_DESCRIPTION OF THE TASK:_
Pick out every line below that contains the string "fill", and copy each one in full.

_DATA SUPPLIED:_
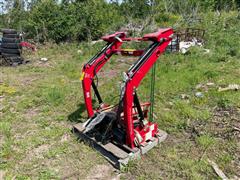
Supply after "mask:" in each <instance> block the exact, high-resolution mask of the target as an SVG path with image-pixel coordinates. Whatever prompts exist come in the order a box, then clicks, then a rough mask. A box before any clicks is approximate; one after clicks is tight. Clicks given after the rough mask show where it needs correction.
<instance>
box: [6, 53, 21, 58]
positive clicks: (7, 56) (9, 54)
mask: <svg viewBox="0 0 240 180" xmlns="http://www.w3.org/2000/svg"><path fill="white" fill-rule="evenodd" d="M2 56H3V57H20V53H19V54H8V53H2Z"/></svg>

--

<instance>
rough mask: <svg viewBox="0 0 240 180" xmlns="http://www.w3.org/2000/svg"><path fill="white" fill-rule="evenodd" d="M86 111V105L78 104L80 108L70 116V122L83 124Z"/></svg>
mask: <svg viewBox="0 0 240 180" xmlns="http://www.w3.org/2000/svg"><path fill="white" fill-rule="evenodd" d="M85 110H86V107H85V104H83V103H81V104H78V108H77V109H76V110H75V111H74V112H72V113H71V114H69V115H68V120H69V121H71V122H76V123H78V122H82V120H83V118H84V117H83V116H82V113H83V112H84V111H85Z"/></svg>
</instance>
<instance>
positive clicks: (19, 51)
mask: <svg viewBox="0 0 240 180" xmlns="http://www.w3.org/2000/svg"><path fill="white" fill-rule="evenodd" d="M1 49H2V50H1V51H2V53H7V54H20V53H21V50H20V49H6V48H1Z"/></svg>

_RESPONSE:_
mask: <svg viewBox="0 0 240 180" xmlns="http://www.w3.org/2000/svg"><path fill="white" fill-rule="evenodd" d="M2 56H3V57H20V53H19V54H8V53H2Z"/></svg>
rough mask: <svg viewBox="0 0 240 180" xmlns="http://www.w3.org/2000/svg"><path fill="white" fill-rule="evenodd" d="M86 111V105L78 104L80 108L70 116V122L83 124Z"/></svg>
mask: <svg viewBox="0 0 240 180" xmlns="http://www.w3.org/2000/svg"><path fill="white" fill-rule="evenodd" d="M85 110H86V107H85V104H83V103H81V104H78V108H77V109H76V110H75V111H74V112H72V113H71V114H69V115H68V120H69V121H71V122H76V123H78V122H82V120H83V118H84V117H83V116H82V113H83V112H84V111H85Z"/></svg>
mask: <svg viewBox="0 0 240 180" xmlns="http://www.w3.org/2000/svg"><path fill="white" fill-rule="evenodd" d="M1 49H2V50H1V51H2V53H7V54H20V53H21V50H20V49H6V48H1Z"/></svg>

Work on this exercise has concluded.